OBJECTIVE: Repeat the rows word for word, covering the stretch from the line containing "Pinpoint the rear quarter window." through the line containing "[152,33,184,63]", with nothing before or after.
** Begin INPUT MATERIAL **
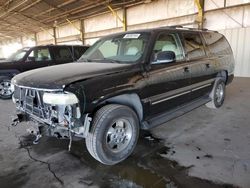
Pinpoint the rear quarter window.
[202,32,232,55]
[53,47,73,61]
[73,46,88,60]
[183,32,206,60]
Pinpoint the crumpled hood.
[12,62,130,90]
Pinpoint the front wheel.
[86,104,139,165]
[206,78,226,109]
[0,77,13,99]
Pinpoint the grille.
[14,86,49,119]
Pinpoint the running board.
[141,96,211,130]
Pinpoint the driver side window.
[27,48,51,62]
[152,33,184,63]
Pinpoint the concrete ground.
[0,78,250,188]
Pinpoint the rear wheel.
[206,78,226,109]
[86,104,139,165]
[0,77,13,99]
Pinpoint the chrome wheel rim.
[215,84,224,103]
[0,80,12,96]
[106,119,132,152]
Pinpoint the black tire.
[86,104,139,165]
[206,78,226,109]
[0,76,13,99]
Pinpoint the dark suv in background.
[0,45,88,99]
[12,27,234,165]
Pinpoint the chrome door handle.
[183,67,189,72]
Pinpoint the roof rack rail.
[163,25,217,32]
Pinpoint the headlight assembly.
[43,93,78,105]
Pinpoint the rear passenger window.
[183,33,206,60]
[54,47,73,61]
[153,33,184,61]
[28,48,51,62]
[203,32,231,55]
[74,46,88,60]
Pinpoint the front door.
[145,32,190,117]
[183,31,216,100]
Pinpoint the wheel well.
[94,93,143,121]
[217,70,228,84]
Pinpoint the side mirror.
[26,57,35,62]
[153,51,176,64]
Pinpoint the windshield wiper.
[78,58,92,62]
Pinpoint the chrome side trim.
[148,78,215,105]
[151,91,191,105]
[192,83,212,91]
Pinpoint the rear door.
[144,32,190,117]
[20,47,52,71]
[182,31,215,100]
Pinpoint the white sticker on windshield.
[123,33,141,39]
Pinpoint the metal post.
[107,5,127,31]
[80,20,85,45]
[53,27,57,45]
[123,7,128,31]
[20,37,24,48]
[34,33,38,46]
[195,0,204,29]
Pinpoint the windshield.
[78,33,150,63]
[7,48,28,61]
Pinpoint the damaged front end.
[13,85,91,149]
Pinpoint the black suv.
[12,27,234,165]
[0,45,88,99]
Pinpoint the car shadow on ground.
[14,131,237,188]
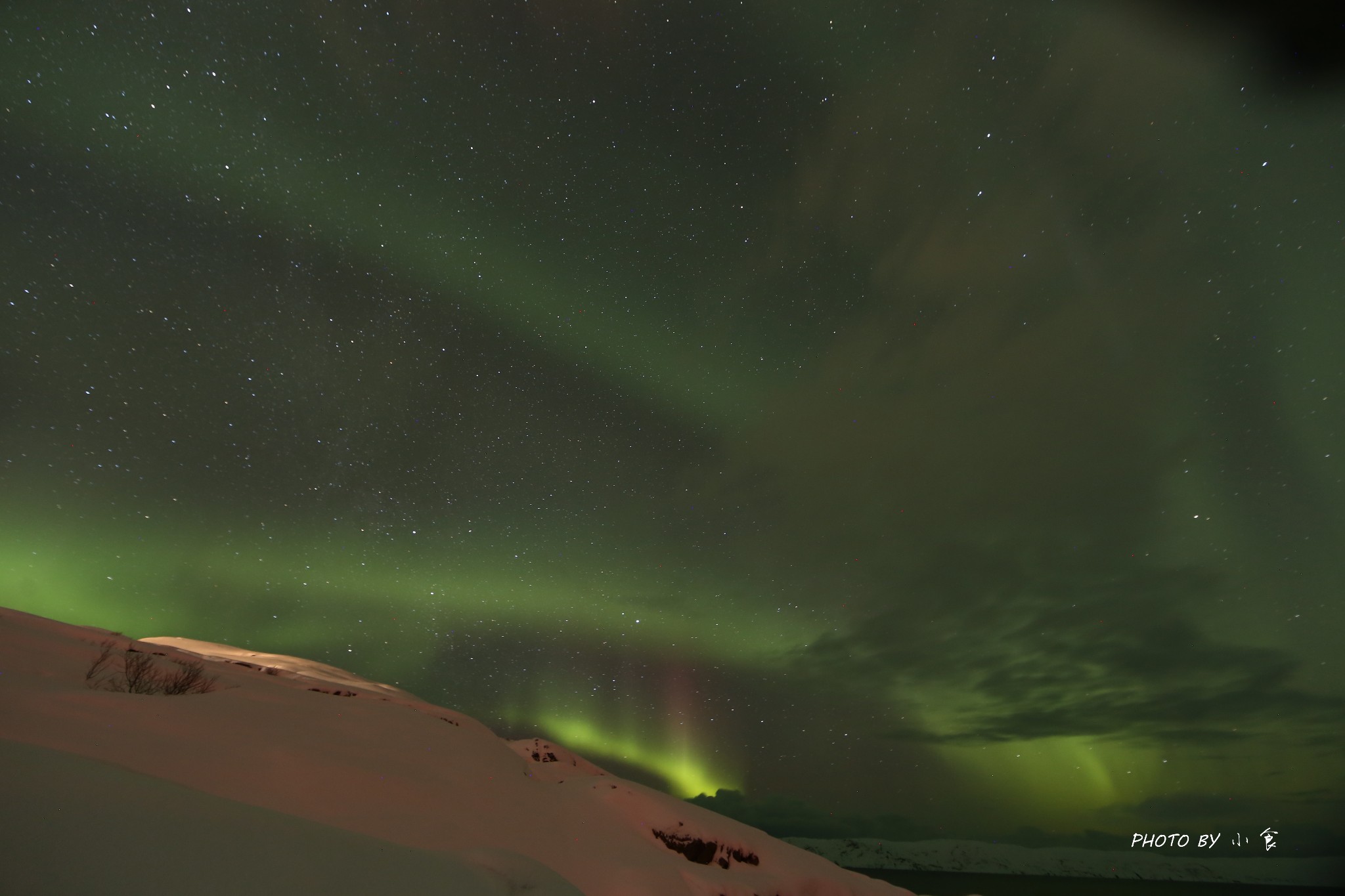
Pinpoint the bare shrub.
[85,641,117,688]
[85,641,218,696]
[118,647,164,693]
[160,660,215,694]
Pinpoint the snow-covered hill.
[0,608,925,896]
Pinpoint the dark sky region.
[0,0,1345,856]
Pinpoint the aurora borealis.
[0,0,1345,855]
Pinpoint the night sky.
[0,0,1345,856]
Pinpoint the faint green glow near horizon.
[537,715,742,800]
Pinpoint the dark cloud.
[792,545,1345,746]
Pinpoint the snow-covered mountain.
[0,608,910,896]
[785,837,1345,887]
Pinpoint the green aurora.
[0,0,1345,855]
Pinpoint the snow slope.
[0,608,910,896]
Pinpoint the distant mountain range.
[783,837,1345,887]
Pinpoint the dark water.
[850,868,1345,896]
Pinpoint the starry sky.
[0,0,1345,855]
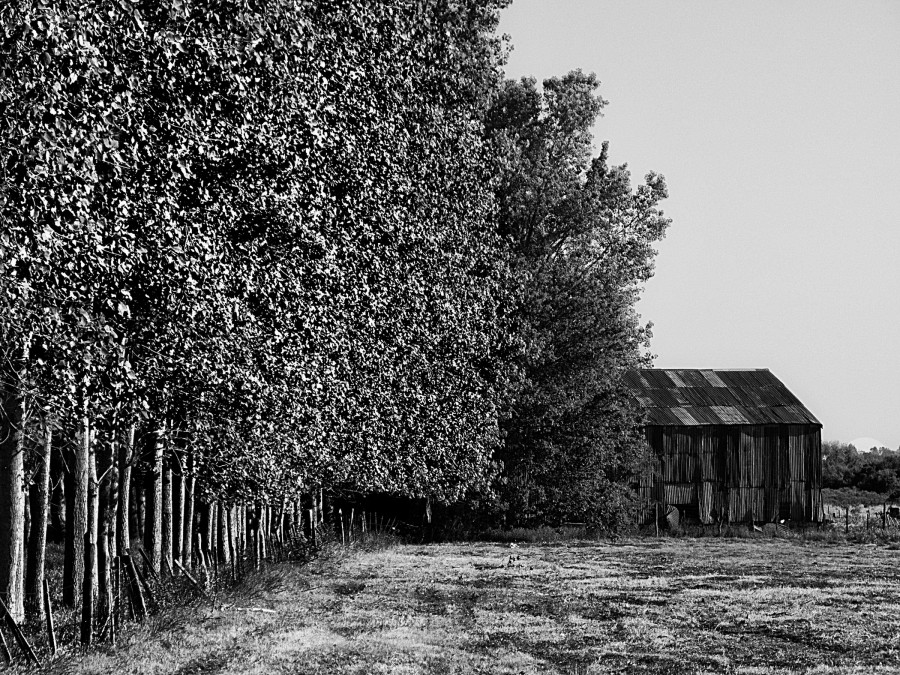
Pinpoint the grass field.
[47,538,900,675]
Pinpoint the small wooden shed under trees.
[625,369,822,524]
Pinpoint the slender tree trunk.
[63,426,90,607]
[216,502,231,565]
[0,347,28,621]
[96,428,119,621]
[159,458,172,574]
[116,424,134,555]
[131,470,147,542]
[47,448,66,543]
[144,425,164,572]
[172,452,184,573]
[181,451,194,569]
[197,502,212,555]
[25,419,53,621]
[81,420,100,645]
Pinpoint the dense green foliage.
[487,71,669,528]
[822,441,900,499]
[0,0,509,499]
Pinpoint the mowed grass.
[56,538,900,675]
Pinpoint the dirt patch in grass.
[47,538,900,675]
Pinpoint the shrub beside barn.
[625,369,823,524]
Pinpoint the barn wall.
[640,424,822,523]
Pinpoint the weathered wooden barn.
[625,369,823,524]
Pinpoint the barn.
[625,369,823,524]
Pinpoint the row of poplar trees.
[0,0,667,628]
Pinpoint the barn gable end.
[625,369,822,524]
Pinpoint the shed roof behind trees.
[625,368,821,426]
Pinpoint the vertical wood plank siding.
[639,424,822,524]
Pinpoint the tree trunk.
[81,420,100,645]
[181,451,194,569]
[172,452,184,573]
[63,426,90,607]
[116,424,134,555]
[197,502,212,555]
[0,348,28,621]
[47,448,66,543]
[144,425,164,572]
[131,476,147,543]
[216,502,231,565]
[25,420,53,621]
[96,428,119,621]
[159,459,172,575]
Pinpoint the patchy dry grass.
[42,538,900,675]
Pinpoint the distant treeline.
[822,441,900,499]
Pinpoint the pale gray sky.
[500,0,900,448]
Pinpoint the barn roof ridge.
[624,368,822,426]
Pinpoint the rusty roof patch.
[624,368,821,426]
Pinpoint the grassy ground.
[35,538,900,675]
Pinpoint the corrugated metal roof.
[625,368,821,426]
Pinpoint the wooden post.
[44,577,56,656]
** End INPUT MATERIAL **
** Begin INPUT MATERIAL **
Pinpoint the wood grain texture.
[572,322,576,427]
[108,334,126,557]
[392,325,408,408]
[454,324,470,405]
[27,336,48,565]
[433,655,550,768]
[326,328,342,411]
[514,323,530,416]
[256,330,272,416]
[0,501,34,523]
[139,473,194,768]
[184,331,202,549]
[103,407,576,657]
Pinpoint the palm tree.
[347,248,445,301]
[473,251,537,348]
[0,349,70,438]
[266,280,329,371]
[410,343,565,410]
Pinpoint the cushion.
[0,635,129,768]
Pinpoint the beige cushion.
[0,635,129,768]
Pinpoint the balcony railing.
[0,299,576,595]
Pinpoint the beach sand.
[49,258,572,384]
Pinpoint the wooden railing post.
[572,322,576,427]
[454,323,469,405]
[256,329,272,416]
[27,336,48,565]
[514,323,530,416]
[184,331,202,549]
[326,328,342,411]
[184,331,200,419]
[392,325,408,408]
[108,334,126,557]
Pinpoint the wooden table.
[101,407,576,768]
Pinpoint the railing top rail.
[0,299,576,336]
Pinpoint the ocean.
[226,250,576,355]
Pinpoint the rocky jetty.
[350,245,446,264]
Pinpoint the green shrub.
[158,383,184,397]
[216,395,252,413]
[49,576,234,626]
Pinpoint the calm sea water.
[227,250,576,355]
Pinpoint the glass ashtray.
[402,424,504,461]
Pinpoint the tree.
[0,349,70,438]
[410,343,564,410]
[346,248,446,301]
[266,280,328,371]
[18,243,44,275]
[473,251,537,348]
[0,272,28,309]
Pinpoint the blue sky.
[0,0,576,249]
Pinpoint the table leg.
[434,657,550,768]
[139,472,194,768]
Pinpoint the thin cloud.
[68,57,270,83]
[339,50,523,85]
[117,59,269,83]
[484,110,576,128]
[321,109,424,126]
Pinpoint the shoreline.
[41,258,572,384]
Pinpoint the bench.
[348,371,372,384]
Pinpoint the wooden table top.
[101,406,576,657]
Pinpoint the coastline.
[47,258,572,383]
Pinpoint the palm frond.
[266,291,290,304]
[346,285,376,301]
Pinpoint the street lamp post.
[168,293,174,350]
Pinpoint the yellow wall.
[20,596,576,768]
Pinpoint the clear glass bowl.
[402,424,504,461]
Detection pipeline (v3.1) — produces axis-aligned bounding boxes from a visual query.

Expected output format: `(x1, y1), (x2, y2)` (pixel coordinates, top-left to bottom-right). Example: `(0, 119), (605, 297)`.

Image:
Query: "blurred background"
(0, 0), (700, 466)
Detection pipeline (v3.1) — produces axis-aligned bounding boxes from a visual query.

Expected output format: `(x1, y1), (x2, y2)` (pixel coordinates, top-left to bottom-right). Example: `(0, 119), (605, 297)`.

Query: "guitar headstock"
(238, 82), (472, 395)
** End INPUT MATERIAL **
** Begin INPUT MATERIAL **
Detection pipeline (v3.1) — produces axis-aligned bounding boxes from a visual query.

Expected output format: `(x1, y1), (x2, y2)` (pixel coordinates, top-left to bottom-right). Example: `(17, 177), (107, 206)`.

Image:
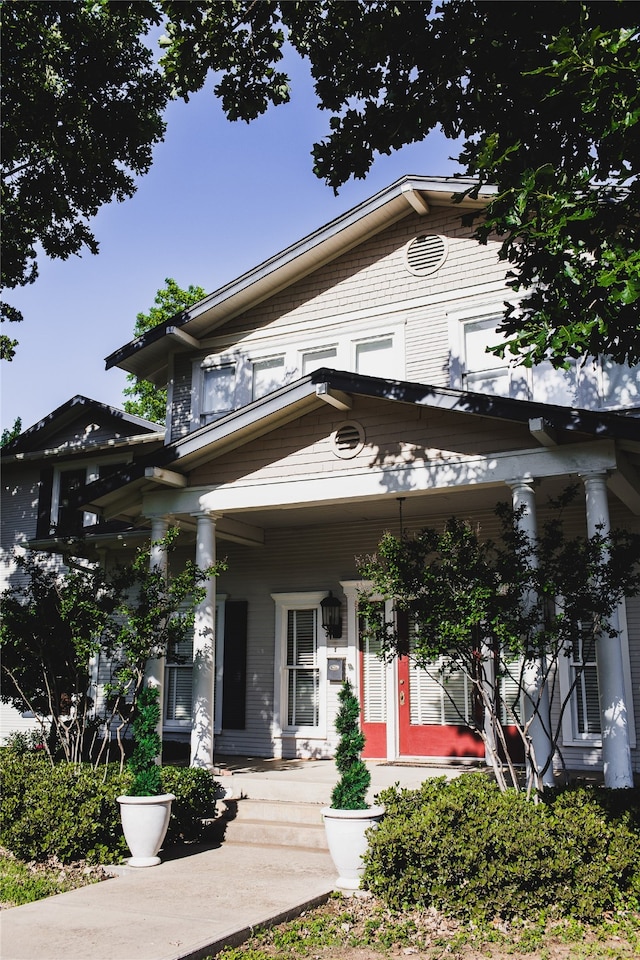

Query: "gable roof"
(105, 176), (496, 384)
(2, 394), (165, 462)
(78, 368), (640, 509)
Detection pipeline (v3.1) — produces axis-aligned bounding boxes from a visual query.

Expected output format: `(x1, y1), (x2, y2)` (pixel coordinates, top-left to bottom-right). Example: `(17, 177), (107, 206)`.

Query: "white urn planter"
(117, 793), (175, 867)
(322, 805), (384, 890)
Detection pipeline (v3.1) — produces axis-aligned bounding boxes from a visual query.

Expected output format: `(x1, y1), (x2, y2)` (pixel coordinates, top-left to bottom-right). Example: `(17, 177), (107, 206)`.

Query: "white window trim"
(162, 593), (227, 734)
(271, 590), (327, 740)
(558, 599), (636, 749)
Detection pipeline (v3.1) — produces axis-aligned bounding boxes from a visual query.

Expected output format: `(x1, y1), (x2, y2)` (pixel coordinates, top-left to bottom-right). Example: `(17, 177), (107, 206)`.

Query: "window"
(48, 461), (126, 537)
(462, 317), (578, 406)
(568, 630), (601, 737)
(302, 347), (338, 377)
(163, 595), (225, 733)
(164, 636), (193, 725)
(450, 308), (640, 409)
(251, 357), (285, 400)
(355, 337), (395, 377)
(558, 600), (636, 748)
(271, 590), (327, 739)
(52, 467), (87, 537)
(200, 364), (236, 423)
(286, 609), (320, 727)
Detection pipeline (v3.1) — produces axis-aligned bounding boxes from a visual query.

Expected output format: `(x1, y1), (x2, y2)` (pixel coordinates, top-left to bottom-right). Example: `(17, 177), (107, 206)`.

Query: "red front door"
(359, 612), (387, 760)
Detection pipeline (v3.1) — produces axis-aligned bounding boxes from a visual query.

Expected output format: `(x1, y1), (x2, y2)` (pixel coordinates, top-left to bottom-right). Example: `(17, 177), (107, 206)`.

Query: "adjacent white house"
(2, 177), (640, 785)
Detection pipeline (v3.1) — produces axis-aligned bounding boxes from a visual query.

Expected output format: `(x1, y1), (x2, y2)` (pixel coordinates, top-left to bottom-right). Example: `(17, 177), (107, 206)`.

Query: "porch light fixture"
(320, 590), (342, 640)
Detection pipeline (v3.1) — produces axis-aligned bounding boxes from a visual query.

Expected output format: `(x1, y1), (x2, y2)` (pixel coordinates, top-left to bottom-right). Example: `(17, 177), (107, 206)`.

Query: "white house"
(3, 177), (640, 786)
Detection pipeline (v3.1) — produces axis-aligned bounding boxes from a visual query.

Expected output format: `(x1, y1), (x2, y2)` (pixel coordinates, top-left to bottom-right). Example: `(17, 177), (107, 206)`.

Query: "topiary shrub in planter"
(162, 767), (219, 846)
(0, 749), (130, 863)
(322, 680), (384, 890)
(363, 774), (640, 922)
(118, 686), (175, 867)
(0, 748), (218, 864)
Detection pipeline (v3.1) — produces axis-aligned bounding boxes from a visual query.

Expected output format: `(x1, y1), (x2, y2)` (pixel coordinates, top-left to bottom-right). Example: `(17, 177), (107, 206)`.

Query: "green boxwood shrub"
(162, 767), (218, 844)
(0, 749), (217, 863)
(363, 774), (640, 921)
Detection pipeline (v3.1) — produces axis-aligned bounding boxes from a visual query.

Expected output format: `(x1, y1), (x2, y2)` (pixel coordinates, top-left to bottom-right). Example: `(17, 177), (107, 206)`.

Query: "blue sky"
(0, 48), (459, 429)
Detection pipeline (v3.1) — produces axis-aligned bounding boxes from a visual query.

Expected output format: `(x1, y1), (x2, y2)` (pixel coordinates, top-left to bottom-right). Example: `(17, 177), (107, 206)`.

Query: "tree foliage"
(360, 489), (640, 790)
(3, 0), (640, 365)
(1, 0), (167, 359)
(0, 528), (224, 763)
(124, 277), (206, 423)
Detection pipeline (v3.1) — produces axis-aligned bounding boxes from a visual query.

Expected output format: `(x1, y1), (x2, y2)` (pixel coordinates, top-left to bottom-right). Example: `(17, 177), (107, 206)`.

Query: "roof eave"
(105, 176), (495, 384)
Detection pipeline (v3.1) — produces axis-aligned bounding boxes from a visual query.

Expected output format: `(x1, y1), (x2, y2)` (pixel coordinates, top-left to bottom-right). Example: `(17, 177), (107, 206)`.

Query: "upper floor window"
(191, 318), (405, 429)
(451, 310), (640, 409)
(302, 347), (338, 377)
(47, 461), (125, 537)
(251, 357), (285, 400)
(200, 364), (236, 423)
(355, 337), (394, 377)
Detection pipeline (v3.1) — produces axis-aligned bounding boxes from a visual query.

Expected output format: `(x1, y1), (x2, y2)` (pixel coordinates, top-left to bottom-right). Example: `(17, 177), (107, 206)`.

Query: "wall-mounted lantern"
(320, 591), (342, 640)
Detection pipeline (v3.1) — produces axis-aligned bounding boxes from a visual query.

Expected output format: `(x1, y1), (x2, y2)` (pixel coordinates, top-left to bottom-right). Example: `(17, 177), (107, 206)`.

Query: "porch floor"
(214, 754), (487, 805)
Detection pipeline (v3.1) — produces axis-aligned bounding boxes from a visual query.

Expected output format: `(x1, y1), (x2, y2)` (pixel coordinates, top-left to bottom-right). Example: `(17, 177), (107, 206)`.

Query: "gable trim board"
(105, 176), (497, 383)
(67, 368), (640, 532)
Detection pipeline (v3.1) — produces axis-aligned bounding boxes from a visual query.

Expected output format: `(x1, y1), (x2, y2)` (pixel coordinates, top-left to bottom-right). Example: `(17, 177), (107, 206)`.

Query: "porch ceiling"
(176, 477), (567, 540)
** End INPUT MATERIAL **
COMPLETED EXERCISE:
Pinpoint the rear quarter window.
[202,32,232,55]
[53,47,73,61]
[73,46,88,60]
[183,32,206,60]
Pinpoint the crumpled hood.
[12,62,130,90]
Pinpoint the front wheel.
[86,104,139,165]
[206,78,226,109]
[0,77,13,99]
Pinpoint the grille.
[14,86,49,119]
Pinpoint the running board.
[141,96,211,130]
Pinpoint the driver side window.
[27,48,51,62]
[152,33,184,63]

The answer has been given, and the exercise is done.